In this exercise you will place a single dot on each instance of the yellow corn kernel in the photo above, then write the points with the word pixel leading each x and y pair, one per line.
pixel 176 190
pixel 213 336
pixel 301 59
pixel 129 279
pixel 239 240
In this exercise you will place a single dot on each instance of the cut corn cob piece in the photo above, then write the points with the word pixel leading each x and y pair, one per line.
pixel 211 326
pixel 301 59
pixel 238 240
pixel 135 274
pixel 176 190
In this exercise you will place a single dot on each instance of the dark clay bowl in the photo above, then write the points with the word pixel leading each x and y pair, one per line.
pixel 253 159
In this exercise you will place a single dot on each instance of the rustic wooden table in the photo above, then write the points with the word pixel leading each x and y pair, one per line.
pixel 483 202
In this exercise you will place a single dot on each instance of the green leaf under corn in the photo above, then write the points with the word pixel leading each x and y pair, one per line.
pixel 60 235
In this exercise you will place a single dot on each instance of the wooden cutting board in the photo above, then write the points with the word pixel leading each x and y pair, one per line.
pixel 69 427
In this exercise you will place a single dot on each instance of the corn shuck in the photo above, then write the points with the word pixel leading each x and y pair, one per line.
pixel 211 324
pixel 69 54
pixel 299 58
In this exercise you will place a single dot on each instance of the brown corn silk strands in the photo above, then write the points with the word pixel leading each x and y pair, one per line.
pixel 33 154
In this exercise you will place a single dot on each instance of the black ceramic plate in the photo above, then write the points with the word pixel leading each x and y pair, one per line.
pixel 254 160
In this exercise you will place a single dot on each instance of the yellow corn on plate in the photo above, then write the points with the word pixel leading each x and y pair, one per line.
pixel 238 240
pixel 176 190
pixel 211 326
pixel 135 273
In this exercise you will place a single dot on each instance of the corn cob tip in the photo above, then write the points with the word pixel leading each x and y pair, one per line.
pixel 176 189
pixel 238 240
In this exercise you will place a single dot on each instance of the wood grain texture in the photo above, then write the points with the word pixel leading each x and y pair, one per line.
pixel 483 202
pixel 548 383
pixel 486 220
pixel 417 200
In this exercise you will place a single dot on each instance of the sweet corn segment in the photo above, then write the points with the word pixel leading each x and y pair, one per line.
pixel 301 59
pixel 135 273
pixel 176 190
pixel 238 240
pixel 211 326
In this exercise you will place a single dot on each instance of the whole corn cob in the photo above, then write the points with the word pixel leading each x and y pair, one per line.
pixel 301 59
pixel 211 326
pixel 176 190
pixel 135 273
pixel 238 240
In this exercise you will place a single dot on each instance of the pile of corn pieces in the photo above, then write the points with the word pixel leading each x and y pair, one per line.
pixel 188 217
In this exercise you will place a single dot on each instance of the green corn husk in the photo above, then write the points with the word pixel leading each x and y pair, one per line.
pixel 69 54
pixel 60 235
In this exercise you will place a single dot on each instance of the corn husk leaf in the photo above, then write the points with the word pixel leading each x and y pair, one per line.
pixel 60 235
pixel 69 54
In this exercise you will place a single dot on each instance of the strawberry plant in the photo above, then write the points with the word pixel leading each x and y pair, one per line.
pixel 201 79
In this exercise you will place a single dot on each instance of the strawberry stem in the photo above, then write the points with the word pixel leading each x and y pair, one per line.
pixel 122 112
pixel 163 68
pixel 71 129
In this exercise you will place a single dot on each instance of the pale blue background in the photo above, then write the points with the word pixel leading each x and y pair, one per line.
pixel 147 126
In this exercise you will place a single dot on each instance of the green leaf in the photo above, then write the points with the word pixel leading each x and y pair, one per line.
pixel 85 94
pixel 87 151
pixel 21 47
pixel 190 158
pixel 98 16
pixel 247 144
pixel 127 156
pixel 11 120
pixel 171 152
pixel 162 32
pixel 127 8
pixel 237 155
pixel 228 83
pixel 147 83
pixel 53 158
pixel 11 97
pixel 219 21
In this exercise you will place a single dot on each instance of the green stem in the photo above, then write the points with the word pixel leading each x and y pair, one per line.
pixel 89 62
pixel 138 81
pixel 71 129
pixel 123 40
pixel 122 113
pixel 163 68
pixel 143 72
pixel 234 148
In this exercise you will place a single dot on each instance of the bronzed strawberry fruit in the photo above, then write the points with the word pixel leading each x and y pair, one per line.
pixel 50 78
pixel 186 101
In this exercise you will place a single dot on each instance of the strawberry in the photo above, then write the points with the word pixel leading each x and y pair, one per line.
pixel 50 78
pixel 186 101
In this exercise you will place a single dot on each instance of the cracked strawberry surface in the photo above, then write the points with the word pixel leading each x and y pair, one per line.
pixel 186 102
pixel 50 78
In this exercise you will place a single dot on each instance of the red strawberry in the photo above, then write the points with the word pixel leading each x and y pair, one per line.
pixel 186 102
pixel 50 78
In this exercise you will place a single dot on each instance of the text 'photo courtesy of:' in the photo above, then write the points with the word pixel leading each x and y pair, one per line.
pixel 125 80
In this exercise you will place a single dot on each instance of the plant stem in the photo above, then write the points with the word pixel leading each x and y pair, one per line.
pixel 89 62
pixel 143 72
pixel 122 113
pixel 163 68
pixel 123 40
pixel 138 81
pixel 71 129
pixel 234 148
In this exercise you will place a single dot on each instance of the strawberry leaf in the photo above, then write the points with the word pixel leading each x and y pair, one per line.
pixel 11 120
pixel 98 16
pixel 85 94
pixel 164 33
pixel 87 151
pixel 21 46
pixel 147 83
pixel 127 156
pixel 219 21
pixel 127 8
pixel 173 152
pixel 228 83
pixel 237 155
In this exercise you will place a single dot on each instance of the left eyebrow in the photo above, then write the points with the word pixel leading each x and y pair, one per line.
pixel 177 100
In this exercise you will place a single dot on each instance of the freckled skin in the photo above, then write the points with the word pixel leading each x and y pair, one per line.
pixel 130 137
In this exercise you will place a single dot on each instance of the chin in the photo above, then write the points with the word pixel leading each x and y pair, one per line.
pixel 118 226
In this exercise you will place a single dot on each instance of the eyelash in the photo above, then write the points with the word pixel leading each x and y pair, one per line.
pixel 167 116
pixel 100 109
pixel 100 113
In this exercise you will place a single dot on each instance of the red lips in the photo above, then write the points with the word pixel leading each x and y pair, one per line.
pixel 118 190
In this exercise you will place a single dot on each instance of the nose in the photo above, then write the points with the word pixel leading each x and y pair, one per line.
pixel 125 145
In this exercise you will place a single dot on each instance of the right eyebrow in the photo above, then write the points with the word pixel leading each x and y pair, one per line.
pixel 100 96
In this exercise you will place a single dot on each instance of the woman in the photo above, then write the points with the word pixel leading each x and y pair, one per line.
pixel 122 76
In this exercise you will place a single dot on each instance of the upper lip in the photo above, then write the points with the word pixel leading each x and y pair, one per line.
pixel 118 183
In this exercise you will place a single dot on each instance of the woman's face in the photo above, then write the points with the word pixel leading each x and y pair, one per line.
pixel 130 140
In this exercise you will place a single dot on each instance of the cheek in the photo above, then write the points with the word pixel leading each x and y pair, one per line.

• Do this: Present every line above as a Markdown table with the columns "Row" and "Line", numbering the rows in order and omitting any blank lines.

• Exercise output:
| Row | Line |
|---|---|
| 1 | In this exercise you will place a single dot on each instance of the yellow corn kernel in the photo above, then write the points with the word pixel leading each x and y pair, one per line. |
| 2 | pixel 176 190 |
| 3 | pixel 213 336 |
| 4 | pixel 301 59 |
| 5 | pixel 129 279 |
| 6 | pixel 239 240 |
| 7 | In this exercise you will place a single dot on each instance of the cut corn cob piece in the photo above, then write the points with the word pixel leading each x and y pair, one per line. |
| 8 | pixel 211 326 |
| 9 | pixel 301 59 |
| 10 | pixel 238 240 |
| 11 | pixel 135 274 |
| 12 | pixel 176 190 |
| 13 | In this exercise you will place a single dot on each instance of the dark clay bowl in the photo above, then write the points with the word pixel leading each x and y pair, one per line. |
| 14 | pixel 253 159 |
| 15 | In this exercise you will place a single dot on each instance of the rustic wooden table in the photo above, then write the points with the word pixel leading each x and y pair, one per line. |
| 16 | pixel 483 202 |
| 17 | In this exercise you will place a single dot on each instance of the green leaf under corn in the photo above, then write the points with the word pixel leading each x and y pair, one per line. |
| 18 | pixel 60 235 |
| 19 | In this exercise you will place a single dot on each instance of the wooden cutting board in the photo above, then write the points with the word pixel leading each x and y pair, one per line. |
| 20 | pixel 69 427 |
| 21 | In this exercise you will place a single dot on each instance of the corn shuck in the photo above, then write the points with the word pixel leading each x and y pair, one per line. |
| 22 | pixel 211 324 |
| 23 | pixel 69 54 |
| 24 | pixel 299 58 |
| 25 | In this exercise you will place a single dot on each instance of the brown corn silk strands in the photo above, then write the points with the word pixel leading each x and y pair, one per line. |
| 26 | pixel 33 154 |
| 27 | In this exercise you will place a single dot on each instance of the black ceramic plate in the photo above, then write the points with the word pixel leading each x and y pair, one per line. |
| 28 | pixel 254 160 |
| 29 | In this exercise you will place a single dot on each instance of the yellow corn on plate in the photo above, then write the points with the word pixel leading each x and y pair, one per line. |
| 30 | pixel 238 240 |
| 31 | pixel 176 190 |
| 32 | pixel 211 326 |
| 33 | pixel 135 273 |
| 34 | In this exercise you will place a single dot on each instance of the corn cob tip in the photo above, then write the points with the word pixel leading each x and y pair, one per line. |
| 35 | pixel 176 189 |
| 36 | pixel 238 240 |
| 37 | In this exercise you will place a single dot on each instance of the wood grain texture in the photo above, then write the points with the word pixel leading each x and y pair, one per line. |
| 38 | pixel 483 202 |
| 39 | pixel 548 383 |
| 40 | pixel 486 220 |
| 41 | pixel 417 200 |
| 42 | In this exercise you will place a single dot on each instance of the sweet corn segment in the photo above, then write the points with the word pixel leading each x and y pair, one per line. |
| 43 | pixel 301 59 |
| 44 | pixel 135 273 |
| 45 | pixel 176 190 |
| 46 | pixel 238 240 |
| 47 | pixel 211 326 |
| 48 | In this exercise you will place a single dot on each instance of the whole corn cob in the photo above, then write the points with the word pixel leading each x and y pair, one per line. |
| 49 | pixel 301 59 |
| 50 | pixel 211 326 |
| 51 | pixel 176 190 |
| 52 | pixel 135 273 |
| 53 | pixel 238 240 |
| 54 | In this exercise you will place a single dot on each instance of the pile of corn pieces in the photo above, then write the points with the word pixel leading each x and y pair, one per line. |
| 55 | pixel 188 217 |
| 56 | In this exercise you will place a single dot on each instance of the green corn husk in the photo above, then write the points with the word pixel leading each x and y pair, one per line. |
| 57 | pixel 69 54 |
| 58 | pixel 60 235 |
| 59 | In this exercise you will place a single dot on each instance of the corn husk leaf in the photo above, then write the points with the word pixel leading each x and y pair, one per line. |
| 60 | pixel 60 235 |
| 61 | pixel 69 54 |
| 62 | In this exercise you will place a single dot on each instance of the strawberry plant in the photo above, then write the points with the word pixel leading each x and y pair, one per line. |
| 63 | pixel 201 79 |
| 64 | In this exercise you will place a single dot on each instance of the strawberry stem in the photo above, then write the points with the word pixel leading each x and y pair, one per line. |
| 65 | pixel 122 112 |
| 66 | pixel 163 68 |
| 67 | pixel 71 129 |
| 68 | In this exercise you will place a single dot on each instance of the pale blue background in the photo above, then write the points with the word pixel leading each x and y pair, one per line. |
| 69 | pixel 147 126 |
| 70 | In this exercise you will place a single dot on each instance of the green leaf in the photo above, then write the points with the word pixel leading each x and y pair, one per line. |
| 71 | pixel 85 94 |
| 72 | pixel 87 151 |
| 73 | pixel 21 47 |
| 74 | pixel 190 158 |
| 75 | pixel 98 16 |
| 76 | pixel 247 144 |
| 77 | pixel 127 156 |
| 78 | pixel 11 120 |
| 79 | pixel 171 152 |
| 80 | pixel 162 32 |
| 81 | pixel 127 8 |
| 82 | pixel 237 155 |
| 83 | pixel 228 83 |
| 84 | pixel 147 83 |
| 85 | pixel 53 158 |
| 86 | pixel 11 97 |
| 87 | pixel 219 21 |
| 88 | In this exercise you will place a single dot on each instance of the green stem in the photo above, then write the points with the word pixel leading each x and y pair, one per line. |
| 89 | pixel 89 62 |
| 90 | pixel 138 81 |
| 91 | pixel 71 129 |
| 92 | pixel 123 40 |
| 93 | pixel 122 113 |
| 94 | pixel 163 68 |
| 95 | pixel 143 72 |
| 96 | pixel 234 148 |
| 97 | In this exercise you will place a single dot on each instance of the bronzed strawberry fruit in the photo above, then write the points with the word pixel leading each x and y pair, one per line. |
| 98 | pixel 50 78 |
| 99 | pixel 186 101 |
| 100 | In this exercise you will place a single dot on each instance of the strawberry in the photo above, then write the points with the word pixel leading each x and y pair, one per line. |
| 101 | pixel 50 78 |
| 102 | pixel 186 101 |
| 103 | In this exercise you will place a single dot on each instance of the cracked strawberry surface in the photo above, then write the points with the word pixel leading each x and y pair, one per line. |
| 104 | pixel 186 102 |
| 105 | pixel 50 78 |
| 106 | In this exercise you will place a single dot on each instance of the red strawberry in the photo above, then write the points with the word pixel leading each x and y pair, one per line. |
| 107 | pixel 186 102 |
| 108 | pixel 50 78 |
| 109 | In this exercise you will place a single dot on each instance of the text 'photo courtesy of:' in the photo above, then write the points with the word pixel leading each x and y pair, one per line. |
| 110 | pixel 125 80 |
| 111 | In this exercise you will place a single dot on each instance of the plant stem in the photo above, then write the points with the word pixel leading each x and y pair, one per line. |
| 112 | pixel 89 62 |
| 113 | pixel 143 72 |
| 114 | pixel 122 113 |
| 115 | pixel 163 68 |
| 116 | pixel 123 40 |
| 117 | pixel 138 81 |
| 118 | pixel 71 129 |
| 119 | pixel 234 148 |
| 120 | In this exercise you will place a single dot on each instance of the strawberry leaf in the photo above, then write the points with the word pixel leading each x and y pair, one per line. |
| 121 | pixel 11 120 |
| 122 | pixel 98 16 |
| 123 | pixel 85 94 |
| 124 | pixel 164 33 |
| 125 | pixel 87 151 |
| 126 | pixel 21 46 |
| 127 | pixel 147 83 |
| 128 | pixel 127 156 |
| 129 | pixel 219 21 |
| 130 | pixel 127 8 |
| 131 | pixel 173 152 |
| 132 | pixel 228 83 |
| 133 | pixel 237 155 |
| 134 | In this exercise you will place a single dot on each instance of the left eyebrow in the photo above, then write the points with the word pixel leading each x and y pair, one per line. |
| 135 | pixel 177 100 |
| 136 | In this exercise you will place a single dot on each instance of the freckled skin in the photo above, then write the points with the word pixel leading each x and y pair, one per line. |
| 137 | pixel 130 137 |
| 138 | In this exercise you will place a single dot on each instance of the chin in the photo above, then write the points with the word pixel leading each x and y pair, one per line. |
| 139 | pixel 118 226 |
| 140 | In this exercise you will place a single dot on each instance of the eyelash in the photo above, then write the points with the word pixel leading each x and y pair, one per line. |
| 141 | pixel 167 116 |
| 142 | pixel 100 109 |
| 143 | pixel 100 113 |
| 144 | In this exercise you will place a single dot on each instance of the red lips in the photo above, then write the points with the word pixel leading each x and y pair, one per line. |
| 145 | pixel 118 190 |
| 146 | In this exercise you will place a single dot on each instance of the nose in the photo above, then write the points with the word pixel leading each x and y pair, one per line. |
| 147 | pixel 125 145 |
| 148 | In this exercise you will place a single dot on each instance of the right eyebrow in the photo above, then write the points with the word pixel leading each x and y pair, one per line. |
| 149 | pixel 100 96 |
| 150 | In this exercise you will place a single dot on each instance of the woman in the photo above, then write the points with the word pixel leading each x and y pair, one per line. |
| 151 | pixel 122 76 |
| 152 | In this exercise you will place a single dot on each instance of the upper lip in the photo above, then write the points with the word pixel leading each x and y pair, one per line. |
| 153 | pixel 118 183 |
| 154 | In this exercise you will place a single dot on each instance of the woman's face in the photo above, then write the points with the word pixel leading each x and y pair, one per line. |
| 155 | pixel 130 140 |
| 156 | In this exercise you will place a single dot on each instance of the cheek in the photo above, then write the points with the word pixel leading each x and y pair, one per line. |